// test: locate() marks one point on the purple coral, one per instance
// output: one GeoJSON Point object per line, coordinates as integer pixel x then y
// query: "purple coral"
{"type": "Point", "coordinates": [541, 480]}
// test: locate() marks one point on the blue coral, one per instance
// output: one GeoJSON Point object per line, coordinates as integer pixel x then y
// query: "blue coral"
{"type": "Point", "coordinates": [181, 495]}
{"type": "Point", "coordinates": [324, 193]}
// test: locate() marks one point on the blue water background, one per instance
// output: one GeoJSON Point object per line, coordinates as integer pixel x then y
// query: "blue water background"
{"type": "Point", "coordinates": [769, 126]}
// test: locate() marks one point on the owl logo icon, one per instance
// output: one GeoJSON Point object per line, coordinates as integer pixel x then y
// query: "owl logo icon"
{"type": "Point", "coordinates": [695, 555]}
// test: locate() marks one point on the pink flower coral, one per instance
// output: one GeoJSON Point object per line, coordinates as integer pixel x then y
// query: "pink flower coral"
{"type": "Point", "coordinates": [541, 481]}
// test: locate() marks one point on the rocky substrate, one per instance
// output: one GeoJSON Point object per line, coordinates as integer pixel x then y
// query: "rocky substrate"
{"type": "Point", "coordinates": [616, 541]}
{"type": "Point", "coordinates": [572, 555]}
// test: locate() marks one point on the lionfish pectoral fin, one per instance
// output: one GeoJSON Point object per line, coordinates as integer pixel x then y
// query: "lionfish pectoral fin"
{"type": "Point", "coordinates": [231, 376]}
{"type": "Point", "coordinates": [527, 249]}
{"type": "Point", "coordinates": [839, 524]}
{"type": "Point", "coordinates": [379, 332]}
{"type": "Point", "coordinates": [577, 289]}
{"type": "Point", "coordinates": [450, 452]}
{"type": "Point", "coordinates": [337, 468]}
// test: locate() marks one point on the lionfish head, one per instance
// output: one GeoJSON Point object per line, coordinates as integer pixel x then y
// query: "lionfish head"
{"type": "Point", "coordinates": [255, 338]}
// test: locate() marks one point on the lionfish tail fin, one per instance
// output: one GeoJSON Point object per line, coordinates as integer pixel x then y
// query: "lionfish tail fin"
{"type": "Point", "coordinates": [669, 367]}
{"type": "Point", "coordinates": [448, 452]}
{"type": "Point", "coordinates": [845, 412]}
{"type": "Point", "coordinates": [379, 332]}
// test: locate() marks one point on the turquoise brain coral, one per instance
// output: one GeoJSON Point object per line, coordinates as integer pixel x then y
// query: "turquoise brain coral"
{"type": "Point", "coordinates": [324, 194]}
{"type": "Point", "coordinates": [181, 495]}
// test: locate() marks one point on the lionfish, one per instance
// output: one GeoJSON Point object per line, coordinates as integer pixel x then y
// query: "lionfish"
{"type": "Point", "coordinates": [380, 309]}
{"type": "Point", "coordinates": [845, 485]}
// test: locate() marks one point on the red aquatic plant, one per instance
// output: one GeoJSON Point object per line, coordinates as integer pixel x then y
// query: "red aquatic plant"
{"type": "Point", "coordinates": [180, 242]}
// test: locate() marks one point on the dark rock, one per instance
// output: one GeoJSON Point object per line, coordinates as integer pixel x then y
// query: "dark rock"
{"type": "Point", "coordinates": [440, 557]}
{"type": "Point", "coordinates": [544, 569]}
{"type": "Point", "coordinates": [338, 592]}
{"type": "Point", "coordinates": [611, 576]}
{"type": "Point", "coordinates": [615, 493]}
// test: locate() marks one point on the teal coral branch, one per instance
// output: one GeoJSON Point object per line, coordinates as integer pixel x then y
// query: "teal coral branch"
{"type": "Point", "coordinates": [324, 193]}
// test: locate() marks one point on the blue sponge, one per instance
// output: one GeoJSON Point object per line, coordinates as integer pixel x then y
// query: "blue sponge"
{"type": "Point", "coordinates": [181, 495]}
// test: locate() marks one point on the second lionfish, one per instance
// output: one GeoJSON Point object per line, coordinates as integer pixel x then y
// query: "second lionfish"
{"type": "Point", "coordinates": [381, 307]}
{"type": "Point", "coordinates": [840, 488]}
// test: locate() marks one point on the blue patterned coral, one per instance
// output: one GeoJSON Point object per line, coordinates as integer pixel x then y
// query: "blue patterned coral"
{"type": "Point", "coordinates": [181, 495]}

- EXERCISE: Copy out the entries in full, exactly as they appear.

- TASK RESULT:
// test: locate() marks one point on the purple coral, one per instance
// output: one GeoJSON Point object per line, coordinates as integer pixel x then y
// query: "purple coral"
{"type": "Point", "coordinates": [541, 480]}
// test: locate() marks one point on the blue coral, one per instance
// output: one GeoJSON Point object per line, coordinates as integer pixel x then y
// query: "blue coral"
{"type": "Point", "coordinates": [181, 495]}
{"type": "Point", "coordinates": [324, 193]}
// test: locate() marks one point on the blue water background, one per instance
// output: one GeoJSON Point object per line, coordinates as integer pixel x then y
// query: "blue water background"
{"type": "Point", "coordinates": [769, 126]}
// test: locate() marks one point on the owl logo icon, one per instance
// output: one GeoJSON Point object per line, coordinates as integer pixel x then y
// query: "owl logo icon"
{"type": "Point", "coordinates": [695, 555]}
// test: locate() marks one point on the pink flower coral, one per instance
// output: one GeoJSON Point object per line, coordinates as integer pixel x then y
// query: "pink flower coral"
{"type": "Point", "coordinates": [541, 481]}
// test: locate() marks one point on the rocky substrate, one per instance
// output: one GeoJSON Point object per line, coordinates as integer pixel x then y
// query: "rocky substrate"
{"type": "Point", "coordinates": [616, 541]}
{"type": "Point", "coordinates": [572, 555]}
// test: locate() marks one point on the lionfish pectoral fin, one per instance
// output: one GeoJSON Point object per line, coordinates as integer pixel x then y
// query: "lionfish pectoral fin"
{"type": "Point", "coordinates": [231, 376]}
{"type": "Point", "coordinates": [527, 249]}
{"type": "Point", "coordinates": [839, 524]}
{"type": "Point", "coordinates": [379, 332]}
{"type": "Point", "coordinates": [577, 289]}
{"type": "Point", "coordinates": [450, 452]}
{"type": "Point", "coordinates": [337, 468]}
// test: locate() marks one point on the lionfish head, one per instance
// output: one GeoJSON Point object per line, coordinates as integer pixel x then y
// query: "lionfish head"
{"type": "Point", "coordinates": [255, 338]}
// test: locate() marks one point on the lionfish tail fin, one per instance
// output: one GeoJSON Point object per line, coordinates as integer pixel x then y
// query: "lionfish tail fin"
{"type": "Point", "coordinates": [669, 367]}
{"type": "Point", "coordinates": [448, 452]}
{"type": "Point", "coordinates": [845, 412]}
{"type": "Point", "coordinates": [379, 332]}
// test: locate() marks one point on the turquoise brain coral, one per instance
// output: one GeoJSON Point object per line, coordinates as integer pixel x then y
// query: "turquoise brain coral"
{"type": "Point", "coordinates": [324, 194]}
{"type": "Point", "coordinates": [181, 495]}
// test: locate() marks one point on the lionfish, one per instance
// output: one GeoJSON Point object per line, coordinates as integer pixel x then y
// query: "lionfish"
{"type": "Point", "coordinates": [380, 309]}
{"type": "Point", "coordinates": [845, 485]}
// test: locate() marks one point on the red aquatic plant, one per instance
// output: one GeoJSON Point object per line, coordinates as integer pixel x then y
// query: "red aquatic plant"
{"type": "Point", "coordinates": [180, 242]}
// test: locate() marks one point on the dark rock, one per instance
// output: one GeoJSON Point object per line, coordinates as integer pixel x then y
// query: "dark rock"
{"type": "Point", "coordinates": [440, 557]}
{"type": "Point", "coordinates": [544, 569]}
{"type": "Point", "coordinates": [338, 592]}
{"type": "Point", "coordinates": [611, 576]}
{"type": "Point", "coordinates": [615, 493]}
// test: locate() marks one point on the teal coral branch, one per instance
// output: one GeoJSON Point object per line, coordinates as integer pixel x then y
// query: "teal coral branch"
{"type": "Point", "coordinates": [324, 193]}
// test: locate() marks one point on the blue sponge, one per instance
// output: one GeoJSON Point object per line, coordinates as integer pixel x then y
// query: "blue sponge"
{"type": "Point", "coordinates": [181, 495]}
// test: locate() marks one point on the second lionfish, one per instance
// output: one GeoJSON Point object per line, coordinates as integer pixel x then y
// query: "second lionfish"
{"type": "Point", "coordinates": [381, 307]}
{"type": "Point", "coordinates": [840, 488]}
// test: locate() marks one point on the blue patterned coral, one per instance
// output: one GeoJSON Point object per line, coordinates as integer pixel x then y
// query: "blue patterned coral"
{"type": "Point", "coordinates": [181, 495]}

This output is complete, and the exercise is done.